TASK TO COMPLETE → In the records below, copy out every line from the line with "Can you find the white" to the line with "x=525, y=190", both of those lines included, without changing a single character.
── ENTRIES PROVIDED
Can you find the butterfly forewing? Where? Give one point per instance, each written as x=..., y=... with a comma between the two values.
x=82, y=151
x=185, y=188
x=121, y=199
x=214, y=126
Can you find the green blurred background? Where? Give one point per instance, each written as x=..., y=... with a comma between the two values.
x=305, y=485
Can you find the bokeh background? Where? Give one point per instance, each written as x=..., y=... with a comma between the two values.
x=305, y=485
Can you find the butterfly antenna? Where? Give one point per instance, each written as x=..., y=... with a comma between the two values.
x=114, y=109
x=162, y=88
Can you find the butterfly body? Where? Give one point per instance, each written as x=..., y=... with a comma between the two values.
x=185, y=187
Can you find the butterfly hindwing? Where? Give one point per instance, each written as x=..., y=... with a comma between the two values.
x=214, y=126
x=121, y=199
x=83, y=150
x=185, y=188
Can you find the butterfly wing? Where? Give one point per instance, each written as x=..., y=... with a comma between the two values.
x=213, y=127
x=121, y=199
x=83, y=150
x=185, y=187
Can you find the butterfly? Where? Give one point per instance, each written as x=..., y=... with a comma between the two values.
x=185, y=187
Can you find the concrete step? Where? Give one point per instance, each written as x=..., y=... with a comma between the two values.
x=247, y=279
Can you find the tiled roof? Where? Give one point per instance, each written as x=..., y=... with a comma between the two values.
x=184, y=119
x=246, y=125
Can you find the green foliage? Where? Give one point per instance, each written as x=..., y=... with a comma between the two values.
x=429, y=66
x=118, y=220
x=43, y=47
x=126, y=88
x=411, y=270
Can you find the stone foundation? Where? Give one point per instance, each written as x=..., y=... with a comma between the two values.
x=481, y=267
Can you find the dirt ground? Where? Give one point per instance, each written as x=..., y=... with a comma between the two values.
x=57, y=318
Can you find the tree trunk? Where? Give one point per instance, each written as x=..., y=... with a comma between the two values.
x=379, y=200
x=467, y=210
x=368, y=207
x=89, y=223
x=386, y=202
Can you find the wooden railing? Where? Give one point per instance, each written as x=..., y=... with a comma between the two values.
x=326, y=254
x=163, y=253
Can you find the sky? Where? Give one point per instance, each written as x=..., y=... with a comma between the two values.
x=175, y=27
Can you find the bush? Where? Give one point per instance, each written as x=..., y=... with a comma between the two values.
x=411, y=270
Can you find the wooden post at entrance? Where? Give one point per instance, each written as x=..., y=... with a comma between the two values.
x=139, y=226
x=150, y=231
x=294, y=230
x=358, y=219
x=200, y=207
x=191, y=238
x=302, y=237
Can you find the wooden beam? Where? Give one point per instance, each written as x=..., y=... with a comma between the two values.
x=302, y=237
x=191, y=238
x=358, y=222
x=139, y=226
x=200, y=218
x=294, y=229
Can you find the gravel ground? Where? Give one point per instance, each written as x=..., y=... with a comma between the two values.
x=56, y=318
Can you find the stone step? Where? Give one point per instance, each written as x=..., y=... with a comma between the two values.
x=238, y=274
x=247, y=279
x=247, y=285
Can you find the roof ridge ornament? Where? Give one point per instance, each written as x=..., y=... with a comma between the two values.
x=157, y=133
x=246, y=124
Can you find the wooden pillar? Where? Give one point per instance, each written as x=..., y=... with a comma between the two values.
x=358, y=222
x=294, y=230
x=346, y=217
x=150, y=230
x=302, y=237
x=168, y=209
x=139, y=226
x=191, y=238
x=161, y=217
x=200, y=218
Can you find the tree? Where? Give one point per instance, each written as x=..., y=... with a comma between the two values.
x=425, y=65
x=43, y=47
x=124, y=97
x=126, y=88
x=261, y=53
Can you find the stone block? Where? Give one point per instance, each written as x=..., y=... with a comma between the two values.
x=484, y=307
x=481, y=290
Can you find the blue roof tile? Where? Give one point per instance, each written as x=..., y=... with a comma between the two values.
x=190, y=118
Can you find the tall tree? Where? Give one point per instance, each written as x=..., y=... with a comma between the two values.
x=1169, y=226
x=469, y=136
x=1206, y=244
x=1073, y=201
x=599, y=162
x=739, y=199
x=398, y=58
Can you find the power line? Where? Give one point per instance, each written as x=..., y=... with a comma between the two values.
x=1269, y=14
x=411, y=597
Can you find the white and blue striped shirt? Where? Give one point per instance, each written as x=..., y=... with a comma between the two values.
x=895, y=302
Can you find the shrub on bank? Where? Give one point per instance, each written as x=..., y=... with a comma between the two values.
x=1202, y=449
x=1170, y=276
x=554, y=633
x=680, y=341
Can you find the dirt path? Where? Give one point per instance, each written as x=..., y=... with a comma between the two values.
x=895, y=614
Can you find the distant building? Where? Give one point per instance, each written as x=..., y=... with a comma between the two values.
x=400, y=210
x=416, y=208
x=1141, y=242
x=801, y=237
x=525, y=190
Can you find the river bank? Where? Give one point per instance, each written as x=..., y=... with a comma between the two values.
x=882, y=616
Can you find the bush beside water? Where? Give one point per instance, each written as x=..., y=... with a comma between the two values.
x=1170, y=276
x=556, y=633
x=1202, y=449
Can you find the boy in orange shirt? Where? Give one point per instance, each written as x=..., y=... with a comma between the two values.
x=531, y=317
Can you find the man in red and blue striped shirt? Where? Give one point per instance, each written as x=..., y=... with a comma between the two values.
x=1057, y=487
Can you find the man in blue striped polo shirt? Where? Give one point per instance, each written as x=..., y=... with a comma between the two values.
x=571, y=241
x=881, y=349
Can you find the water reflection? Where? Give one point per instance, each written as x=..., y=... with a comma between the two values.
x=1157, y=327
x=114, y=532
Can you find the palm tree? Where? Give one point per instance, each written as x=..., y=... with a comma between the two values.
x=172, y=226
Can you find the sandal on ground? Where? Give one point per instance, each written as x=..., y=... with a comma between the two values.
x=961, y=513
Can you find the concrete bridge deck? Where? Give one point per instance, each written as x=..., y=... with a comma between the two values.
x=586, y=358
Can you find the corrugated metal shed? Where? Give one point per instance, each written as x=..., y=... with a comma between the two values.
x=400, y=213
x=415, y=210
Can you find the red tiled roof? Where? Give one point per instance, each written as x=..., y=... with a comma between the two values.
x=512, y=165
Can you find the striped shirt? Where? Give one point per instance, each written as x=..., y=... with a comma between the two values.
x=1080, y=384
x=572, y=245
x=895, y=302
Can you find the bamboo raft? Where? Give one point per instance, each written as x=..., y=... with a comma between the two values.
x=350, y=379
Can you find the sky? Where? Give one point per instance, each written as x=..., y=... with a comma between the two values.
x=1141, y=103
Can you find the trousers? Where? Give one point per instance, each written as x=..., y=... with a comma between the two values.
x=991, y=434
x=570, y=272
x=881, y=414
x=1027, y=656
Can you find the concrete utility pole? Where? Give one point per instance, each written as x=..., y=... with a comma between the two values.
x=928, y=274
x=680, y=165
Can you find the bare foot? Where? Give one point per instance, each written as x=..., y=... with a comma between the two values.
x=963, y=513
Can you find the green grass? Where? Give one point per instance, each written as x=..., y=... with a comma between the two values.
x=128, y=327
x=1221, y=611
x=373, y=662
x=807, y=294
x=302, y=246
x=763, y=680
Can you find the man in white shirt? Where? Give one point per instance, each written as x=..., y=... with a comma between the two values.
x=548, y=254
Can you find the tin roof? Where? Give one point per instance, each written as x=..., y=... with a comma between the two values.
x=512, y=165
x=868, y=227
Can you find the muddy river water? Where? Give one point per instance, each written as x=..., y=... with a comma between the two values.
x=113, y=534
────
SOLUTION TO THIS TASK →
Can you find the white and blue striped shirt? Where? Give one point per instance, each written as x=..., y=... with a comma between the two values.
x=895, y=302
Can you find the shrub on bank? Where? Give one point per instance, each written as x=..., y=... with a comma between the two values.
x=1202, y=449
x=1170, y=276
x=554, y=633
x=680, y=341
Can you find the dirt path? Where? Give one point per instance, each written as x=..., y=... with a comma between the two values.
x=895, y=614
Can you find the distant building? Where? Give one point per instance, each written as x=..., y=... with a comma between the two values.
x=400, y=210
x=416, y=208
x=1141, y=242
x=801, y=237
x=525, y=190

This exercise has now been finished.